§ WORK TASK
Extract exactly those lines that lie between the start of the material and the line with "Need: x and y for each instance of the sky, one", including both boundary lines and no others.

------------------------------

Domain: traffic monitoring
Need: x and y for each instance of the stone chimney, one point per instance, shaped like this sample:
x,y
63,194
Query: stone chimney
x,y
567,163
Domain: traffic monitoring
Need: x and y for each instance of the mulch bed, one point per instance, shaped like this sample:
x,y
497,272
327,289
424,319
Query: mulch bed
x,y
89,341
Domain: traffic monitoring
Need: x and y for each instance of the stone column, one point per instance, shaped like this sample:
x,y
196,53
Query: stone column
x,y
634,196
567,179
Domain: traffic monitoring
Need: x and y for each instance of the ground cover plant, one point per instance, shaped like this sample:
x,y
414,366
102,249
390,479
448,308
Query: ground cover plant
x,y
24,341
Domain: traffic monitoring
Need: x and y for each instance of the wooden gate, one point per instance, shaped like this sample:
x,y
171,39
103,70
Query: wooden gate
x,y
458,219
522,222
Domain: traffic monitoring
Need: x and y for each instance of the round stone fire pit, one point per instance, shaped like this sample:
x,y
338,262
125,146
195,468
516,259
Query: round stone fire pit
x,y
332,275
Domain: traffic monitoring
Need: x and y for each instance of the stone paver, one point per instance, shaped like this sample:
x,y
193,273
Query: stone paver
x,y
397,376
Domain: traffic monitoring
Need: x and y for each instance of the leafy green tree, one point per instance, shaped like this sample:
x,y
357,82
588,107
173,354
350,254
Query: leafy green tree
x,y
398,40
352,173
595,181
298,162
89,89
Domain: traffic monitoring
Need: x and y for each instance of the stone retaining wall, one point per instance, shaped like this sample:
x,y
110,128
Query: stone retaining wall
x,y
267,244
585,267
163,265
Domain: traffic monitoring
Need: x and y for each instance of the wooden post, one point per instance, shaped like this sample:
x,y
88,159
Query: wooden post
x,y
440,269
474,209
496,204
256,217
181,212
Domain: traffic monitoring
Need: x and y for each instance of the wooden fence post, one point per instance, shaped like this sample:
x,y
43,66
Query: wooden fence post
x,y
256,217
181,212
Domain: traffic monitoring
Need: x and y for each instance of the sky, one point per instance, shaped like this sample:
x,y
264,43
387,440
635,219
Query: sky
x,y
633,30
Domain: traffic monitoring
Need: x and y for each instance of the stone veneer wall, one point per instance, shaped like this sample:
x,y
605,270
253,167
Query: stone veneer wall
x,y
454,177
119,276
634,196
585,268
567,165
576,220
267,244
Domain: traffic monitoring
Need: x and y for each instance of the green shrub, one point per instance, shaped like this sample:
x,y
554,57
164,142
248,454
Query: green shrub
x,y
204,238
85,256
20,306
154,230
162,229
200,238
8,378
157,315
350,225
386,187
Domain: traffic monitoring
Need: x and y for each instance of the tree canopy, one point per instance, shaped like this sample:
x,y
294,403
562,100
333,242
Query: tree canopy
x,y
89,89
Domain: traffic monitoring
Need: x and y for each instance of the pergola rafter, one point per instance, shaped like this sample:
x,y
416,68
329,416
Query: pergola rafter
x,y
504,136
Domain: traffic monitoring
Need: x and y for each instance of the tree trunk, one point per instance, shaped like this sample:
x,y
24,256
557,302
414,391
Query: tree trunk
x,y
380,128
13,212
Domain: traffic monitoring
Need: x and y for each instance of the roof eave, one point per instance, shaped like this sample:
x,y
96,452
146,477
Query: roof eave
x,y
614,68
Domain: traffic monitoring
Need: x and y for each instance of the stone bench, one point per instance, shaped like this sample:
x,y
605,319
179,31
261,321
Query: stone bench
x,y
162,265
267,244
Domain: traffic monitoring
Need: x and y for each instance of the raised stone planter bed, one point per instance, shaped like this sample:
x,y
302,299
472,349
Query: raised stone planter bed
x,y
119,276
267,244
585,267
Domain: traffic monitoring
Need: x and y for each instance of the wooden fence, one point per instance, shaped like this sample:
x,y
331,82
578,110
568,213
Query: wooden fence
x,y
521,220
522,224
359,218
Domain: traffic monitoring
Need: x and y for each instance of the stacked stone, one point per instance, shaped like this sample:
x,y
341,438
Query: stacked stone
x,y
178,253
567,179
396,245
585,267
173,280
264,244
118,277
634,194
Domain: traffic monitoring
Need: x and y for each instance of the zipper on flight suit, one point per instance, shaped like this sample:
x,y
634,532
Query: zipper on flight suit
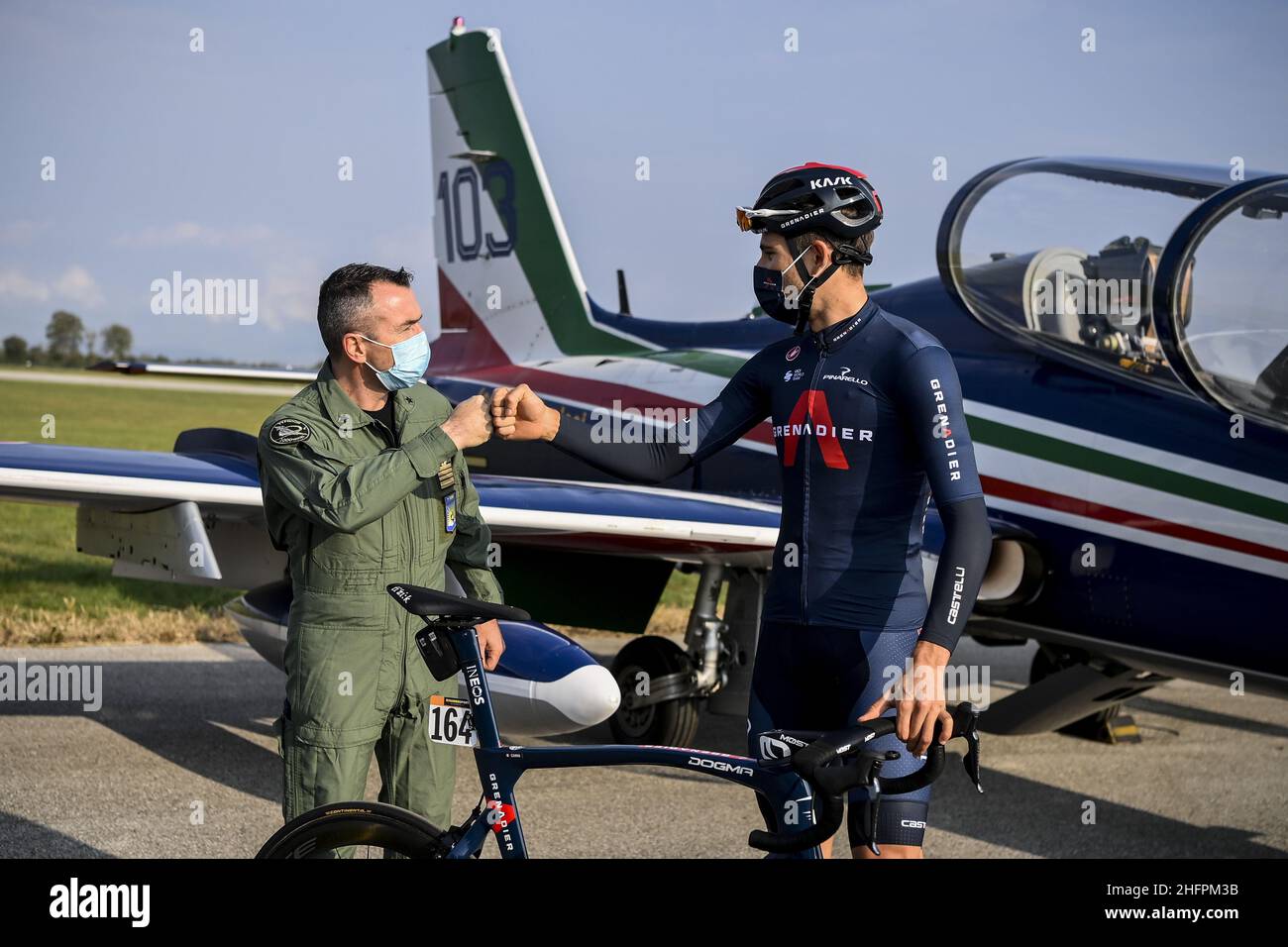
x,y
402,633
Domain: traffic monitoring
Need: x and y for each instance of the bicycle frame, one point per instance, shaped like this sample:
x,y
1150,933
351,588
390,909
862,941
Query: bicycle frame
x,y
500,767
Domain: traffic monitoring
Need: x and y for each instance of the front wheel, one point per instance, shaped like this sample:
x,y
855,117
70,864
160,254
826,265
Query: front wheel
x,y
339,830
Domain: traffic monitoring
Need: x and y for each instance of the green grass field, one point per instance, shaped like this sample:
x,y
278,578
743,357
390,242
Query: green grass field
x,y
50,592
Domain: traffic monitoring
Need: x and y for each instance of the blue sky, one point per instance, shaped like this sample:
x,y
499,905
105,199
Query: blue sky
x,y
223,163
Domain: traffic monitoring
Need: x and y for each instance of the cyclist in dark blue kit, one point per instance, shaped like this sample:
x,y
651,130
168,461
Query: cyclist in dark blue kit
x,y
868,424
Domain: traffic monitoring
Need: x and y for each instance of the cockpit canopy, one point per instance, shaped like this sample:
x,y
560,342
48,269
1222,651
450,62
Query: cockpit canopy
x,y
1163,270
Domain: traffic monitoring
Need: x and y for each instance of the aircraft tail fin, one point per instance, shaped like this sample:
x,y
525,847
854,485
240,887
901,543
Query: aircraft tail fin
x,y
509,285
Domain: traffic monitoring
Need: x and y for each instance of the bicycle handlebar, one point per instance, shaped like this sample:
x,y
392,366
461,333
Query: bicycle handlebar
x,y
828,783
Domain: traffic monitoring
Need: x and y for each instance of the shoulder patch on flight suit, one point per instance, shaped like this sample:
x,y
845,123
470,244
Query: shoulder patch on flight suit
x,y
288,431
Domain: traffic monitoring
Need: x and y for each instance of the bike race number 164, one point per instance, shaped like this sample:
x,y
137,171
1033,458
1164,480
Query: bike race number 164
x,y
451,722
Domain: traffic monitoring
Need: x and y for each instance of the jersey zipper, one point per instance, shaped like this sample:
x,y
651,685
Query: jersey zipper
x,y
402,634
807,462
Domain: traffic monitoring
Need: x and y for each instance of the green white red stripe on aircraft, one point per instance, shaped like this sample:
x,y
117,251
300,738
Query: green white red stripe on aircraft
x,y
1122,488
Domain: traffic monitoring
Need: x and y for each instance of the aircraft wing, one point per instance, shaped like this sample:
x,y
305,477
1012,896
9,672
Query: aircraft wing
x,y
130,500
226,371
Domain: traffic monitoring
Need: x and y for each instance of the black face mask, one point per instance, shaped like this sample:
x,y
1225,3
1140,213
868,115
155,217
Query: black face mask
x,y
768,286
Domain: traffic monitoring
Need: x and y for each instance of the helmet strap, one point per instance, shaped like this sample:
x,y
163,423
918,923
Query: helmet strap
x,y
805,299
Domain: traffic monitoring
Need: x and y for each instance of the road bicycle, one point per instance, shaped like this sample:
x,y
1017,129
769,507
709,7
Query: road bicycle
x,y
803,776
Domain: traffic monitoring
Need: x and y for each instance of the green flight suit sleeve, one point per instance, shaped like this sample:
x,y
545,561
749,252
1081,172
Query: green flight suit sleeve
x,y
468,556
312,476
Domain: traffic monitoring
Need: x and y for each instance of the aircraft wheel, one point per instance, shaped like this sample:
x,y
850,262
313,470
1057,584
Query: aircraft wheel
x,y
670,723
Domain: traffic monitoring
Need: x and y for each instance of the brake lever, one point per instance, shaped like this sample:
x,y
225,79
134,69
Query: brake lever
x,y
966,724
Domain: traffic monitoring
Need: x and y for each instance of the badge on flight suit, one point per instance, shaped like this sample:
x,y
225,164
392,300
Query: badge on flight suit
x,y
447,483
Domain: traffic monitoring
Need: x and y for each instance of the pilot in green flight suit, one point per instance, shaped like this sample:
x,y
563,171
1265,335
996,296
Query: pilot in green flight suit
x,y
365,484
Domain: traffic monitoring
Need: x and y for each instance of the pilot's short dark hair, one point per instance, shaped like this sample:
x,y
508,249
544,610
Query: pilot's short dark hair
x,y
344,299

------------------------------

§ EXERCISE OUTPUT
Domain: traffic monitoring
Need: x and y for each instance of the stone chimney, one point per instance, shaped like this sample:
x,y
63,194
Query: stone chimney
x,y
567,163
Domain: traffic monitoring
Need: x and y for each instance of the mulch bed, one point per instance, shaped like this sample:
x,y
497,272
327,289
424,319
Query: mulch bed
x,y
89,341
Domain: traffic monitoring
Need: x and y for each instance of the stone column, one point per instance, shaped like this sample:
x,y
196,53
Query: stone column
x,y
634,196
567,179
Domain: traffic monitoring
Need: x and y for each instance of the ground cover plant, one point per instance, shaped like this sample:
x,y
414,366
102,249
390,479
448,308
Query: ground cover plant
x,y
24,341
Domain: traffic monitoring
Need: x and y for each instance of the wooden gate, one point per instance, shaped like this sample:
x,y
171,39
103,70
Query: wooden gate
x,y
458,219
522,222
Domain: traffic monitoring
Need: x and y for each instance of the round stone fire pit, one point per instance, shaped like this sample:
x,y
338,262
125,146
195,468
516,259
Query: round stone fire pit
x,y
332,275
Domain: traffic monitoring
Need: x and y for each instance of the stone paver, one point per instance, shaped like this sample:
x,y
193,273
Query: stone paver
x,y
397,376
Domain: traffic monitoring
Need: x and y for each instance of the leafy green tree, one point per instance, shaped like this sample:
x,y
357,82
588,107
173,354
350,254
Query: leafy green tree
x,y
398,40
352,173
595,181
298,162
89,89
Domain: traffic monitoring
Need: x and y for each instance of the stone retaining wall, one point per instance, shaped like this sample:
x,y
110,128
Query: stone retaining wall
x,y
267,244
585,267
163,265
Domain: traffic monitoring
Need: x and y for each instance of the wooden post, one point per instance, shaped like this sample:
x,y
88,159
Query: wooden post
x,y
440,269
474,209
496,204
256,217
181,212
Domain: traffic monitoring
Need: x and y for each instance of the wooden fence post, one point per instance, shaped like this sample:
x,y
43,66
Query: wooden fence post
x,y
256,217
181,212
Domain: traffic monitoring
Need: x and y for each instance of the sky, one point per instance, shaped like this sample:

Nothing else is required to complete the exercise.